[課題文]
......
相手のデッキによってはそのまま戦場に残したり、《出産の殻》で《アロサウルス乗り》を《憤怒の天使アクローマ》にする場面が強い時もありそうですね。
このデッキには《死せざる邪悪》と《雲隠れ》のどちらがいいのか?
前者は全体除去に強かったり、《出産の殻》との相性が良かったり、このデッキのエースである《テラストドン》が安心して攻撃に行けたりするのですが、後者は戦場に出た時に誘発する効果をもつクリーチャーと相性が良く、《憤怒の天使アクローマ》を「変異」から能動的に本来の姿にできたりします。
今回はお試しで2枚ずつ入れていますが、好きに枚数を調整していい枠ですね。
サイドボードからは相手のデッキの色に対応したプロテクションを持つファッティをサイドインするといいでしょう。両方とも8マナなので、ちょうど《アロサウルス乗り》から出せますしね。
このデッキは、8マナ・9マナのクリーチャーが主役なので、自分の好きなクリーチャーを是非是非採用してあげてください!
僕はMagic Onlineのモミール・ベーシックというフォーマットが好きで、特にモミールを9マナで起動する瞬間を楽しみにしています。
今回は9マナの当たりカードである《魅力的な執政官》をデッキに入れていますが、8マナの《浄火の大天使》や9マナの《奈落の君、苦弄》とかを入れるのも素晴らしいのではないでしょうか!
さて、《出産の殻》デッキの紹介はここまでです。
......
[与えられた情報]

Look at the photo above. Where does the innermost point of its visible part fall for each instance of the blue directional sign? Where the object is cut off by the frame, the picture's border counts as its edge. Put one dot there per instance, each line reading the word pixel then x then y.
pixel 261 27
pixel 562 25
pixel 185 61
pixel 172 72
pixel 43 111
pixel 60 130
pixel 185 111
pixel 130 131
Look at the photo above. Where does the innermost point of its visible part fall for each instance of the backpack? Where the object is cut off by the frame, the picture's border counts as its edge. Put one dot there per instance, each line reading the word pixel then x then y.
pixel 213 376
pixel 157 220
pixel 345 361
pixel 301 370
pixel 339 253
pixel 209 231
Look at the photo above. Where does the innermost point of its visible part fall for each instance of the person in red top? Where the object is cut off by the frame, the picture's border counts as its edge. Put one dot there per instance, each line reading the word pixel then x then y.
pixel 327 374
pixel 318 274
......
《出産の殻》デッキの紹介文の「今回はお試しで2枚ずつ入れていますが、好きに枚数を調整していい枠ですね。」から「る瞬間を楽しみにしています。」まで(両端を含む)を、「ファッティ」を「大型クリーチャー」に変えて書き直してください。 この作業では一覧は使いません。

今回はお試しで2枚ずつ入れていますが、好きに枚数を調整していい枠ですね。
サイドボードからは相手のデッキの色に対応したプロテクションを持つ大型クリーチャーをサイドインするといいでしょう。両方とも8マナなので、ちょうど《アロサウルス乗り》から出せますしね。
このデッキは、8マナ・9マナのクリーチャーが主役なので、自分の好きなクリーチャーを是非是非採用してあげてください!
僕はMagic Onlineのモミール・ベーシックというフォーマットが好きで、特にモミールを9マナで起動する瞬間を楽しみにしています。